_DIRECTIONS FOR THIS TASK:_ Extract the lines of the records that start at the line containing "of the leafy" and end at the line containing "74), (198, 81)]", and reproduce them without any change.

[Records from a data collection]
-- Start --

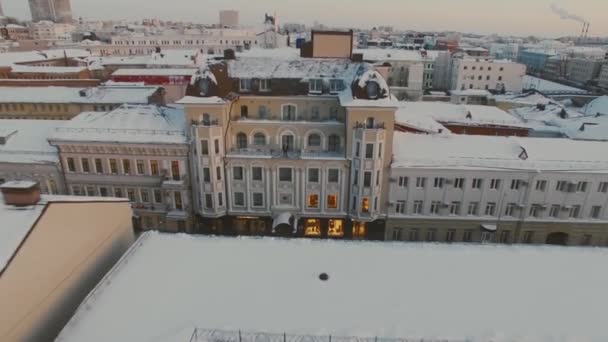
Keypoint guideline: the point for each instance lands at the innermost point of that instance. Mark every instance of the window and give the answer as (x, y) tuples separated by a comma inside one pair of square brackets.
[(313, 201), (528, 237), (400, 207), (285, 174), (516, 184), (154, 167), (581, 187), (71, 164), (510, 209), (435, 205), (315, 86), (336, 85), (264, 84), (113, 166), (561, 186), (314, 140), (258, 199), (237, 173), (535, 210), (241, 140), (145, 195), (413, 236), (369, 151), (575, 211), (477, 183), (367, 179), (554, 211), (418, 206), (473, 208), (313, 175), (98, 165), (490, 209), (596, 211), (256, 173), (467, 236), (206, 175), (332, 201), (333, 175), (208, 201), (365, 205), (455, 208), (126, 166), (239, 199), (333, 143), (245, 84), (541, 185)]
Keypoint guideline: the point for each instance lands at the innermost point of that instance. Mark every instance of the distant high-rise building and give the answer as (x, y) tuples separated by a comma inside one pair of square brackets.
[(52, 10), (229, 18)]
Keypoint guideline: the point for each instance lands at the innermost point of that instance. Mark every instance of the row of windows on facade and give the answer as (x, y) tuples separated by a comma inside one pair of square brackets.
[(505, 236), (257, 200), (285, 174), (495, 184), (112, 166), (315, 85), (289, 112), (511, 209), (135, 195)]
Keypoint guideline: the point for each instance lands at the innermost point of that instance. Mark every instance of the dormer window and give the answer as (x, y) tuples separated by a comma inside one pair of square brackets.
[(245, 84), (315, 86), (336, 85), (264, 84), (372, 89)]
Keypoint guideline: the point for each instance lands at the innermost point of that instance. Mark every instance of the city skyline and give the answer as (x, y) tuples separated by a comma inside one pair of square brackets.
[(533, 18)]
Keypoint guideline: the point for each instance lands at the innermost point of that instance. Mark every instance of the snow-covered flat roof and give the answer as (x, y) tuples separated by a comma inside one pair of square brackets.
[(167, 285), (462, 114), (475, 151), (16, 222), (126, 124), (154, 72), (110, 95), (25, 141)]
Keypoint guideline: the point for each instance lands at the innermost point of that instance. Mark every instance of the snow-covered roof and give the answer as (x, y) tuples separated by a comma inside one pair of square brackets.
[(126, 124), (415, 291), (471, 115), (25, 141), (473, 151), (46, 69), (109, 95), (201, 100), (18, 221), (154, 72)]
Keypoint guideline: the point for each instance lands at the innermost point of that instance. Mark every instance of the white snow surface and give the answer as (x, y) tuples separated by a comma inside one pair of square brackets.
[(27, 141), (127, 124), (166, 285), (492, 152)]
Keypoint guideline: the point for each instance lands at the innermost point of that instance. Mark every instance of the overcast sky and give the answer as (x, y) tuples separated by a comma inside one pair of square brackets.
[(519, 17)]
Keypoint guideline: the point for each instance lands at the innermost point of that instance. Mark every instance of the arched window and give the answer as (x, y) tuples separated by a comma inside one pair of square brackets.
[(369, 123), (241, 140), (314, 140), (333, 143), (259, 139)]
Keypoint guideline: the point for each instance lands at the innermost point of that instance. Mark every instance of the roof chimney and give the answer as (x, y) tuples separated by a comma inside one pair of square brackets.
[(20, 193)]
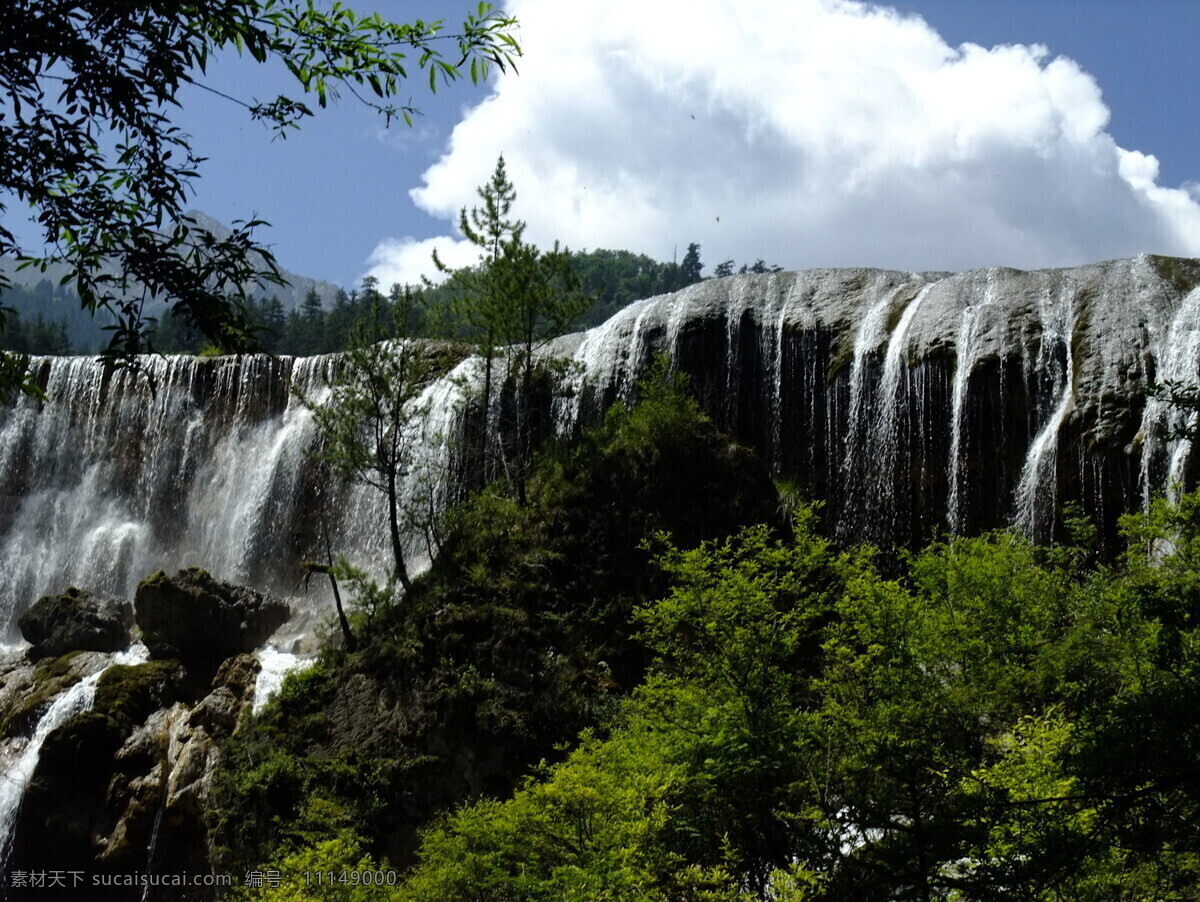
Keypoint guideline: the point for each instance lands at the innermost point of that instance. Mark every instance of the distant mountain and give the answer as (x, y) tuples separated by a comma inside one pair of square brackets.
[(291, 294)]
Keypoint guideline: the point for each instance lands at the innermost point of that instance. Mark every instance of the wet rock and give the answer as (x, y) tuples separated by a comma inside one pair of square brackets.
[(76, 620), (202, 620)]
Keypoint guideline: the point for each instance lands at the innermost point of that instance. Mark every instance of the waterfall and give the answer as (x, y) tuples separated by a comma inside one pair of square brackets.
[(1037, 491), (1179, 361), (77, 699), (203, 463)]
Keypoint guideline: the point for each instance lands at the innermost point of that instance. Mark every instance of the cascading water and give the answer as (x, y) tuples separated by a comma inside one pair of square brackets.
[(1179, 362), (906, 402), (1037, 491), (201, 463), (18, 771)]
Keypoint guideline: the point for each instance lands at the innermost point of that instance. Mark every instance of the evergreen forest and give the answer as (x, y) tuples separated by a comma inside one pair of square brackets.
[(625, 689)]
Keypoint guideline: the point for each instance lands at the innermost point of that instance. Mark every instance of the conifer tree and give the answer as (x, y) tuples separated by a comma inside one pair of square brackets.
[(513, 301)]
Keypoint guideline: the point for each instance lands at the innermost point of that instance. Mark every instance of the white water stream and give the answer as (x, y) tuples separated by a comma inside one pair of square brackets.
[(18, 771)]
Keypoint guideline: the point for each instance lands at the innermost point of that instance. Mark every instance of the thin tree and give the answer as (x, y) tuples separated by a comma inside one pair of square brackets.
[(371, 421)]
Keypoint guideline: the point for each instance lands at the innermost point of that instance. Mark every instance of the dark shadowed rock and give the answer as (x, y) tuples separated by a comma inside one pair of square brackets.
[(76, 620), (202, 620)]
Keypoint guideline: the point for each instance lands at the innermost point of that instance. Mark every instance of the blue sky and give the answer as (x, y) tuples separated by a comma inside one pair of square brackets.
[(810, 133)]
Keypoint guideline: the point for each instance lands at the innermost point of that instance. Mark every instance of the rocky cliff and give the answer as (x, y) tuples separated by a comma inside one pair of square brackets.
[(910, 403)]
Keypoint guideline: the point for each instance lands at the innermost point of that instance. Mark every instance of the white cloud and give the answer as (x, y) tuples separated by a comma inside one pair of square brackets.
[(405, 260), (811, 133)]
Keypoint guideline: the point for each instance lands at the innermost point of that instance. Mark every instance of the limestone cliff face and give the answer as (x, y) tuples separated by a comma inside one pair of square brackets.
[(910, 403), (919, 403)]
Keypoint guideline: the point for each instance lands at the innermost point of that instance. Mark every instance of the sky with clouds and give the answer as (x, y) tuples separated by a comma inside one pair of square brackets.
[(809, 133)]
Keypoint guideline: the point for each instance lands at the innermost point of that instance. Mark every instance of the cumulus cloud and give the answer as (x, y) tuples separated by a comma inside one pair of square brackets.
[(406, 260), (810, 133)]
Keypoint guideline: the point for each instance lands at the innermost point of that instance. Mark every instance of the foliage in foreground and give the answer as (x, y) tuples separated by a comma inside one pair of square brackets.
[(1002, 723)]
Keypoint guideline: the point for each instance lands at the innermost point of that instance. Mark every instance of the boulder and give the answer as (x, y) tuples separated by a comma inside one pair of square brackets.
[(76, 620), (202, 620)]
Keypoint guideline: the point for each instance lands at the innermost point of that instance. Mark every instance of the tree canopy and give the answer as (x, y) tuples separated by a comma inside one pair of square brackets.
[(88, 144)]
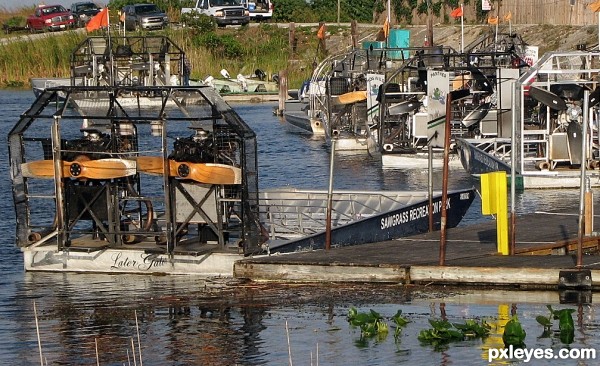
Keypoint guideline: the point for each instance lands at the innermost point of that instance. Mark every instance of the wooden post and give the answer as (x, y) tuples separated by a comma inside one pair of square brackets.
[(444, 213), (589, 210), (322, 45), (282, 97), (293, 41)]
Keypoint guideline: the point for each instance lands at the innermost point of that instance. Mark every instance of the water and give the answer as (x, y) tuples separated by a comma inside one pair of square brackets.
[(194, 321)]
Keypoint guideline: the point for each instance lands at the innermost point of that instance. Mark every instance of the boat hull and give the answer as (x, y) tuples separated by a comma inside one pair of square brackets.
[(476, 162), (130, 260), (417, 161)]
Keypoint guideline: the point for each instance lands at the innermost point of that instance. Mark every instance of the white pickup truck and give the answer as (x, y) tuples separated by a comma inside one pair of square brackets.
[(225, 12)]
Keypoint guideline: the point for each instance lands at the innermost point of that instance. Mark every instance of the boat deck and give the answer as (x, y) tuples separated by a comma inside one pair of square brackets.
[(545, 245)]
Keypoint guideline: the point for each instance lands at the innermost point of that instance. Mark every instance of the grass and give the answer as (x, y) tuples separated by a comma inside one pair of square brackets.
[(242, 51)]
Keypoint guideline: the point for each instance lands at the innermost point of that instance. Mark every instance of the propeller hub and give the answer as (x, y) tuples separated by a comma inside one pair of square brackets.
[(183, 170), (75, 169)]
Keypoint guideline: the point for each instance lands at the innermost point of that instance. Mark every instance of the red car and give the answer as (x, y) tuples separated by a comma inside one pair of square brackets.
[(50, 17)]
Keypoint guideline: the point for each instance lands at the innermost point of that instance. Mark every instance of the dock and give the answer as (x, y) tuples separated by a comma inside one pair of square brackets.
[(545, 258)]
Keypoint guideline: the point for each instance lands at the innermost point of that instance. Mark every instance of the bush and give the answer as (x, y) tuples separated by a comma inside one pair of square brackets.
[(220, 46), (15, 22), (200, 22)]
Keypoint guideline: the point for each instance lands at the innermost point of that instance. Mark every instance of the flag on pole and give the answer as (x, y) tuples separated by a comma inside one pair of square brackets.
[(321, 32), (595, 6), (493, 20), (98, 21), (386, 27), (457, 13)]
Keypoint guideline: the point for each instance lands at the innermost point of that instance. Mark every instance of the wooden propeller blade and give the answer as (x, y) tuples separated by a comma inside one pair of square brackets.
[(210, 173), (87, 169), (351, 97)]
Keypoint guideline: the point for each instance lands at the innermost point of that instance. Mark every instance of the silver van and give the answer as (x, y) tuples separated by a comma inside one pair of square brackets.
[(144, 16)]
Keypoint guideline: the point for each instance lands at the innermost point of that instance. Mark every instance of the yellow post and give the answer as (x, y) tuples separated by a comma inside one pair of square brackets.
[(494, 200)]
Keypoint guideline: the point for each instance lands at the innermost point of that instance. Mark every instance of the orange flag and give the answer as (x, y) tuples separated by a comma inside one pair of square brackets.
[(595, 6), (321, 32), (98, 21), (457, 13), (386, 27), (493, 20)]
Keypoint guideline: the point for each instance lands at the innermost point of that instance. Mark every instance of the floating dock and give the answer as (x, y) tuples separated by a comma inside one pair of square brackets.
[(545, 258)]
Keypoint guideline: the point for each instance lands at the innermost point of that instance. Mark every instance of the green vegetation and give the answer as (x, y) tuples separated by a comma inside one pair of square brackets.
[(566, 326), (372, 324), (209, 50), (514, 334), (444, 332)]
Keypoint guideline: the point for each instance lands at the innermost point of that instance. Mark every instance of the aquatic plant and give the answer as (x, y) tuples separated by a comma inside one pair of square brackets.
[(444, 332), (514, 334), (373, 324), (566, 326)]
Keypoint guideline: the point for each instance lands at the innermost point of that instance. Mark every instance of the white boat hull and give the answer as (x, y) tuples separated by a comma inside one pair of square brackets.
[(134, 261)]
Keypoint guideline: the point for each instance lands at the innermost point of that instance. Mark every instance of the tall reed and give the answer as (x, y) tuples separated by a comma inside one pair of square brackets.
[(264, 47)]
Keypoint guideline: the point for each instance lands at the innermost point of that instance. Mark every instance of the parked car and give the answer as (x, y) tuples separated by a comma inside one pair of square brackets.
[(50, 17), (84, 11), (224, 12), (144, 16)]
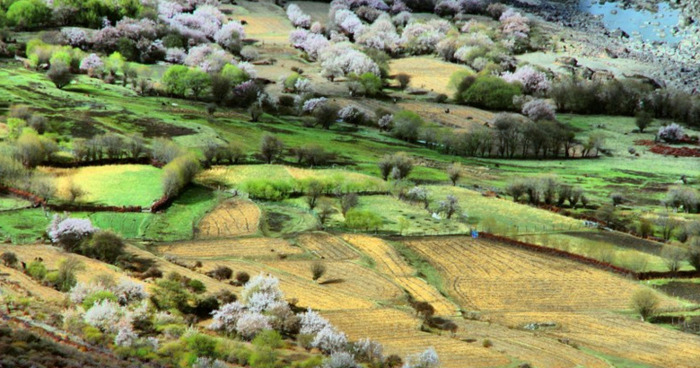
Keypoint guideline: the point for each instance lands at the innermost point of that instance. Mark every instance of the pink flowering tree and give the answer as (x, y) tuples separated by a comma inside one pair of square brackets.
[(532, 80), (68, 232), (92, 65), (515, 24), (230, 36), (539, 109), (671, 133), (298, 17)]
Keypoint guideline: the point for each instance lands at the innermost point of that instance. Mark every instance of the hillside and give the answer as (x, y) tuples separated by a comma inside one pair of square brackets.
[(349, 184)]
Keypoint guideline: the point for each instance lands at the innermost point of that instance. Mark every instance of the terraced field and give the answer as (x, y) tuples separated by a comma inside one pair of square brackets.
[(327, 246), (234, 217), (300, 287), (346, 277), (389, 262), (254, 248), (426, 72), (516, 287), (398, 332), (464, 118), (492, 277), (618, 335)]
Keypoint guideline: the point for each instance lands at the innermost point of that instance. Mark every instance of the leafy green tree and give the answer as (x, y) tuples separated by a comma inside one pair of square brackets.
[(362, 220), (28, 13), (104, 245), (646, 303), (265, 344), (491, 93), (59, 73), (643, 119), (175, 80), (235, 74), (198, 81)]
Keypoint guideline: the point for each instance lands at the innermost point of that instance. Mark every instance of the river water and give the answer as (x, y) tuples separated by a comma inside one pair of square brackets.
[(661, 25)]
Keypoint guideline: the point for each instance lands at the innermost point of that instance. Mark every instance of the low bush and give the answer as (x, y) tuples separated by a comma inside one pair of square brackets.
[(491, 93)]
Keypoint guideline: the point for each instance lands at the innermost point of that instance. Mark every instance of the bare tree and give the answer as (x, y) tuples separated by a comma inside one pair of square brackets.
[(403, 79), (673, 257), (317, 270), (449, 206), (646, 303), (348, 201), (313, 192), (271, 148), (454, 172)]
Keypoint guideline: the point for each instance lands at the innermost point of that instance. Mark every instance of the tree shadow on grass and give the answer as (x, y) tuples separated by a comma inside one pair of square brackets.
[(332, 281)]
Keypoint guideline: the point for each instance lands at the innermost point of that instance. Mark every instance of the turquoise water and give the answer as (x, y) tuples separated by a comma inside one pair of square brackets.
[(649, 26)]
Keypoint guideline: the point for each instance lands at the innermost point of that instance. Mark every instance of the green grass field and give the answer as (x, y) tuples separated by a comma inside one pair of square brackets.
[(114, 185)]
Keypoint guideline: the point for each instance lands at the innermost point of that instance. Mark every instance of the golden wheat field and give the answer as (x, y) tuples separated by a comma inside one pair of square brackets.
[(488, 276), (326, 246), (346, 277), (231, 218), (426, 72), (389, 262), (463, 118), (266, 22), (399, 332), (231, 248), (619, 335), (528, 346), (299, 286), (14, 282)]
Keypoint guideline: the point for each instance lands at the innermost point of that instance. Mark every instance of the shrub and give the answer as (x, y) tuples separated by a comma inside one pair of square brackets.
[(9, 259), (646, 303), (643, 119), (671, 133), (362, 220), (403, 79), (673, 257), (491, 93), (271, 148), (298, 17), (317, 270), (340, 360), (105, 246), (221, 273), (59, 73), (326, 114), (98, 297), (65, 278), (230, 36), (104, 315), (249, 324), (407, 125), (36, 270), (196, 286), (27, 13), (69, 232), (532, 80), (449, 206), (242, 277), (175, 80), (539, 109), (329, 340), (201, 345), (426, 359)]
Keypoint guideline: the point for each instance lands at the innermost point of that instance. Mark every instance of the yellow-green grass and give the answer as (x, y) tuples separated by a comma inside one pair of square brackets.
[(237, 176), (114, 185), (427, 72), (10, 203)]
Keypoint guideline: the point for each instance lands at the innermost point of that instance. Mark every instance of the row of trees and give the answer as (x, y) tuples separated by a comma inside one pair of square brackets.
[(548, 190)]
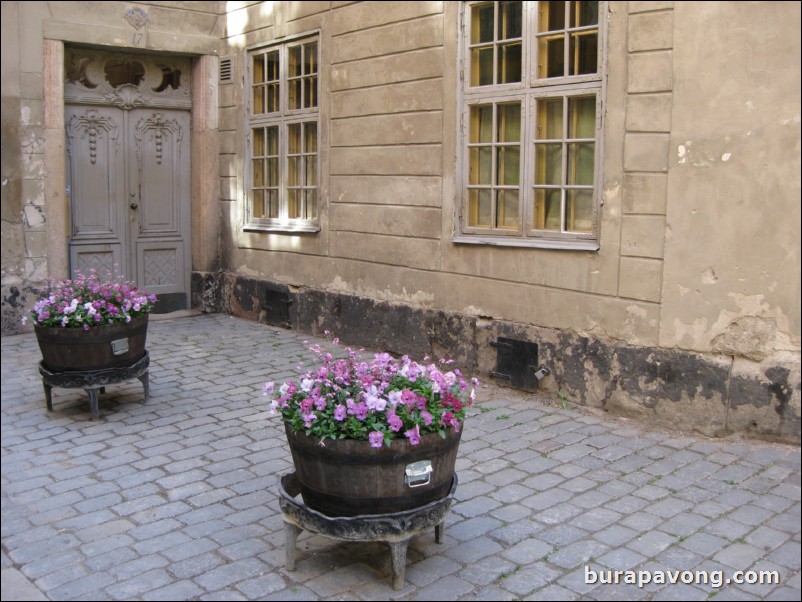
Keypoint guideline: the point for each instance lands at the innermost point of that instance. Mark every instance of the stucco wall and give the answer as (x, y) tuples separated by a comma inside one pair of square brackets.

-- End --

_EXPECTED ANSWER:_
Keypoint guideline: the point for each instance lands at the innermost point of that instance. Mark every instance of the leafy green tree and give the answer as (x, y) tuples separated by a comma inside one pair of square brackets.
[(362, 220), (28, 13), (104, 245), (646, 303), (265, 344), (491, 93), (59, 73), (643, 119), (175, 80), (235, 74), (198, 81)]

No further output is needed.